Text extract ▸
::::::

Our project is fairly open, and people are free to interpret the results as they see fit. We don’t claim to have the final solution to the fusion challenge yet. We have ideas and hypotheses that we think are worth testing, because if they prove to be valid, we have a good chance of success. We share our data when it comes in so fans, skeptics, and pundits can chew on it. FoFu-1 isn’t the largest DPF, but it is a strong contender. Our theories have yet to be proven conclusively, and we are just now getting FoFu-1 to its full power regime where we expect either confirmation or disproval. We’ll see soon enough. In the meantime, it’s fun to debate different ideas.

Now see, this is the way the scientific method works. Even though you are personally vested in the success of your theories, you acknowledge exactly how they can be invalidated. This is the exact perspective that advances humanity. Too many people think about science in terms of revolutions(which as far as fusion goes we’re all hoping for), and not in the extraordinarily difficult(and enlightening) challenge of trying to prove yourself wrong.

::::::

Data ▸
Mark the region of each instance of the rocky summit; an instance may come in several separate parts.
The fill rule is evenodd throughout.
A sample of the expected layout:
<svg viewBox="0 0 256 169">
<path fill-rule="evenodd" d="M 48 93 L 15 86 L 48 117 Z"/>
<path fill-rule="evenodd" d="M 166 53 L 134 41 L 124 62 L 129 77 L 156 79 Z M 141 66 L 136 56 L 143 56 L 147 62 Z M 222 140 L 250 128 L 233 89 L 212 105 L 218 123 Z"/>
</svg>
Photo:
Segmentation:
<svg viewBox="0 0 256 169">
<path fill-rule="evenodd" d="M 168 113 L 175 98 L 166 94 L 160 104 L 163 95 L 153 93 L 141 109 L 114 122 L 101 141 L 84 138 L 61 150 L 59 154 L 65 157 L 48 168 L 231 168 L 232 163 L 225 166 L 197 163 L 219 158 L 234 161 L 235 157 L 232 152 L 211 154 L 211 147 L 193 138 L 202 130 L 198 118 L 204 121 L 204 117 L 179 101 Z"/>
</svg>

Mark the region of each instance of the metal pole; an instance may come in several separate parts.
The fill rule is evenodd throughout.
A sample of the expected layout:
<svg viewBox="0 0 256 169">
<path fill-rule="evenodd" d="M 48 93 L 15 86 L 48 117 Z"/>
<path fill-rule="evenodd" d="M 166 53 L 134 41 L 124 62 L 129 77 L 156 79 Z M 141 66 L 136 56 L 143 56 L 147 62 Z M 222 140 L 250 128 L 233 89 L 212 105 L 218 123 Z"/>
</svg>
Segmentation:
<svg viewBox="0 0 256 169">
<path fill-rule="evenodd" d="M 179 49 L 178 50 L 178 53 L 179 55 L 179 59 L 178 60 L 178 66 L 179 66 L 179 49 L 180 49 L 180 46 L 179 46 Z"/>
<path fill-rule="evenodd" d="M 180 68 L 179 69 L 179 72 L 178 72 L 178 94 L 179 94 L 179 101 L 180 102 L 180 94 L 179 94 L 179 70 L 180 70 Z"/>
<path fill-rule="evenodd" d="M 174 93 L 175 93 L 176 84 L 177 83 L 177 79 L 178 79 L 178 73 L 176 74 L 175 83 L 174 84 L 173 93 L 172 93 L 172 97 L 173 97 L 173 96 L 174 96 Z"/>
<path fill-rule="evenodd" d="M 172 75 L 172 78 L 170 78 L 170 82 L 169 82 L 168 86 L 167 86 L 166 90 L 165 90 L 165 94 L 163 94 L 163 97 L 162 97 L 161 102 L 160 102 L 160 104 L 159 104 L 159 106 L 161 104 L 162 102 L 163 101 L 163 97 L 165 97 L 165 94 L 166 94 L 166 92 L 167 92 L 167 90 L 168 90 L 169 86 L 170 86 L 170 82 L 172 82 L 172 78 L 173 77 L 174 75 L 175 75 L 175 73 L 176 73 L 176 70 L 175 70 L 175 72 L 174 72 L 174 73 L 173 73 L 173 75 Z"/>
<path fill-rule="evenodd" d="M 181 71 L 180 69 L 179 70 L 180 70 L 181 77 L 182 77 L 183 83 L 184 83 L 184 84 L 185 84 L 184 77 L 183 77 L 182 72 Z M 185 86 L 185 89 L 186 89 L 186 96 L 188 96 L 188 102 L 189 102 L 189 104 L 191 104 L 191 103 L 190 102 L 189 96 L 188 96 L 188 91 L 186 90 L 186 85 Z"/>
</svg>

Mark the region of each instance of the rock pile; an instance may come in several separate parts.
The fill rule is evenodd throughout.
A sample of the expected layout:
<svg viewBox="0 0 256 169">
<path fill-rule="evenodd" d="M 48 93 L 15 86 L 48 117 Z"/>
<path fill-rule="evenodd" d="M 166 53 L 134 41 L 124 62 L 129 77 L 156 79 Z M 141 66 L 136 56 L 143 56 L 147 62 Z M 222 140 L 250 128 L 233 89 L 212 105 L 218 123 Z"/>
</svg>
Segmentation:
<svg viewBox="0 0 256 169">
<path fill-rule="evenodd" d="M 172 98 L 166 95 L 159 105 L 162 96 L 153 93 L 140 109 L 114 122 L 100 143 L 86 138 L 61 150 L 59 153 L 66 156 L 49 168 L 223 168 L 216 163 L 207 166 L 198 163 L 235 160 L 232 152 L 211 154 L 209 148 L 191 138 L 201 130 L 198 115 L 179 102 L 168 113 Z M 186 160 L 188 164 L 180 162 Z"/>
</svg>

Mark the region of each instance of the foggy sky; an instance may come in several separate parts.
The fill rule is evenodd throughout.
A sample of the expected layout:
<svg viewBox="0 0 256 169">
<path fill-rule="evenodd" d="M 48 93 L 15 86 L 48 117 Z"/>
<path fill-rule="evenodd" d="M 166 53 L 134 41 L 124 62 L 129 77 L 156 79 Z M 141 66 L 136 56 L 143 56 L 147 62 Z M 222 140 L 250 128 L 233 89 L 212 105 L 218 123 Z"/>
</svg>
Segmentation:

::::::

Aim ▸
Repeat the fusion discussion text from "Now see, this" to "prove yourself wrong.", switching "humanity" to "society".

The completed task ▸
Now see, this is the way the scientific method works. Even though you are personally vested in the success of your theories, you acknowledge exactly how they can be invalidated. This is the exact perspective that advances society. Too many people think about science in terms of revolutions(which as far as fusion goes we’re all hoping for), and not in the extraordinarily difficult(and enlightening) challenge of trying to prove yourself wrong.